[[ AVAILABLE DATA open ]]

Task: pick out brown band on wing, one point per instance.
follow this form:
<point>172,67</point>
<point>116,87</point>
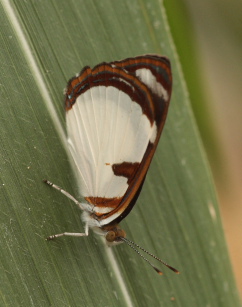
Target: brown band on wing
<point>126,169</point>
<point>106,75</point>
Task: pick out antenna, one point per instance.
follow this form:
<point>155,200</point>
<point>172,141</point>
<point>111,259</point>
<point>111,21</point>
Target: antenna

[[ AVAILABLE DATA closed ]]
[[ AVAILABLE DATA open ]]

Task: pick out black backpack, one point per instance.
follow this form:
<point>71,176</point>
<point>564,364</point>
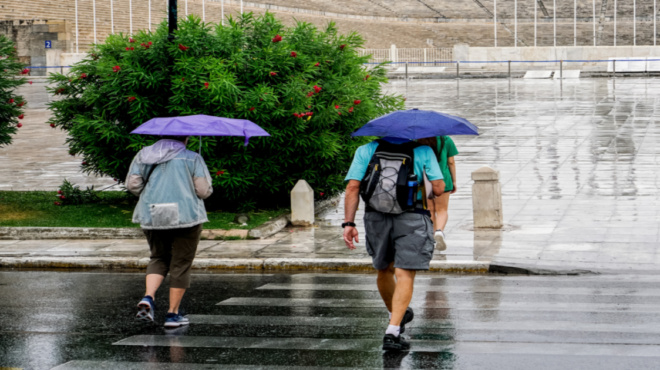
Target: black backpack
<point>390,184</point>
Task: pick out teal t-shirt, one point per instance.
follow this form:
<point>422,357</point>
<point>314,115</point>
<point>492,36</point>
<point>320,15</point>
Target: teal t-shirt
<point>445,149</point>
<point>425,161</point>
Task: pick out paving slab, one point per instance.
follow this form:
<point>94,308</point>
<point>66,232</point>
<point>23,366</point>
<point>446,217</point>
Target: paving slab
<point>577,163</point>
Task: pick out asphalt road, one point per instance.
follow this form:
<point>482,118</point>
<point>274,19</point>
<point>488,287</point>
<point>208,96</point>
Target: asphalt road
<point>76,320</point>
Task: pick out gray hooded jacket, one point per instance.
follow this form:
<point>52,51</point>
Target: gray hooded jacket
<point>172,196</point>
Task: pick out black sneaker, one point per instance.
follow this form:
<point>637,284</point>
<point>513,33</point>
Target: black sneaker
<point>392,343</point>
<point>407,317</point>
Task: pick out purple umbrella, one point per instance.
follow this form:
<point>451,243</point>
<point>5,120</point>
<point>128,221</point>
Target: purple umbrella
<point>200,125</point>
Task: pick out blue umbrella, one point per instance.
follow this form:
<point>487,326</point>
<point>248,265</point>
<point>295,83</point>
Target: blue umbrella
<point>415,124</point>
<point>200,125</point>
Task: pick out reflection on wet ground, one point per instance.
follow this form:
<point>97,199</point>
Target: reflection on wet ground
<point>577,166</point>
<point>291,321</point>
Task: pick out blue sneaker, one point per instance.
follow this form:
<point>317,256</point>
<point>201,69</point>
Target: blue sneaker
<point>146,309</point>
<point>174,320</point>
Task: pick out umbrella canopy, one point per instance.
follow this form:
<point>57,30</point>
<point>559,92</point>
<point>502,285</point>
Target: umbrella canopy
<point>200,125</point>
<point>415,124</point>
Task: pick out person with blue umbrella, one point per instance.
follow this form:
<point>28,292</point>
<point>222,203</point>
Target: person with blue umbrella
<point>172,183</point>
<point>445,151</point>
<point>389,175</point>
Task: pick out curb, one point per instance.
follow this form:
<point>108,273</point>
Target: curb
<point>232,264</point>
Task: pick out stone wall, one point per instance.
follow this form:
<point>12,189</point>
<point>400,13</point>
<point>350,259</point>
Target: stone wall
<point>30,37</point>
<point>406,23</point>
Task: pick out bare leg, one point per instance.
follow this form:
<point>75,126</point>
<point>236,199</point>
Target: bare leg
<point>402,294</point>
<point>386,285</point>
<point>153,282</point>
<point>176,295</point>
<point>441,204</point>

[[ AVAILABLE DATA closed ]]
[[ AVAILABLE DATA open ]]

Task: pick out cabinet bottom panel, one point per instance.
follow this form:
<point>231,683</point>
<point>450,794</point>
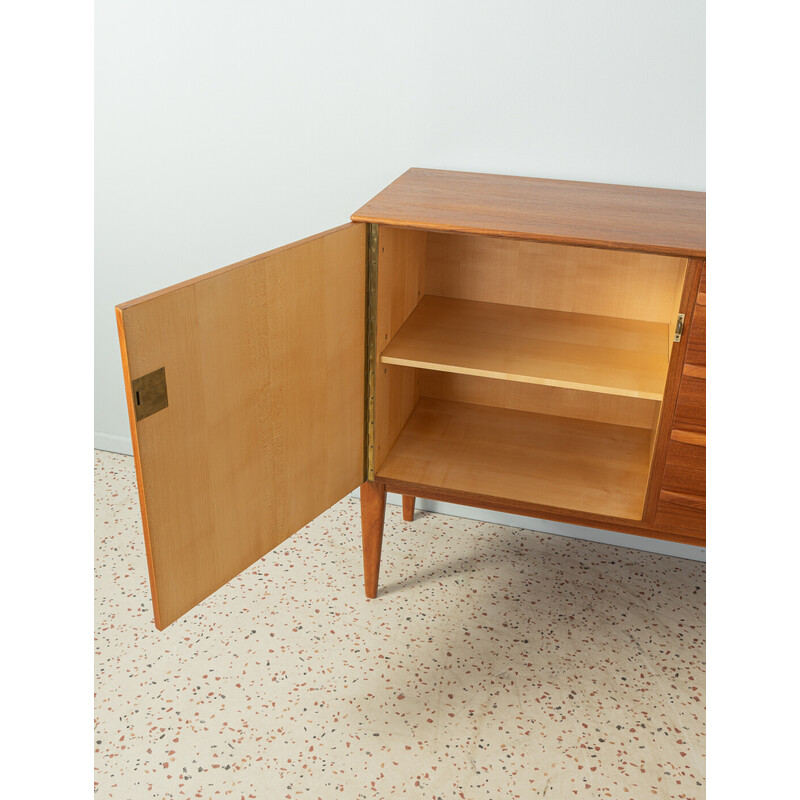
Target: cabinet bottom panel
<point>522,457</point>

[[ AVAILABLE DATA closed ]]

> [AIM OF THE EXERCISE]:
Wherever a line of the records above contains the string "antenna", copy that line out.

> [EXERCISE OUTPUT]:
Task: pick out antenna, one point per instance.
Target: antenna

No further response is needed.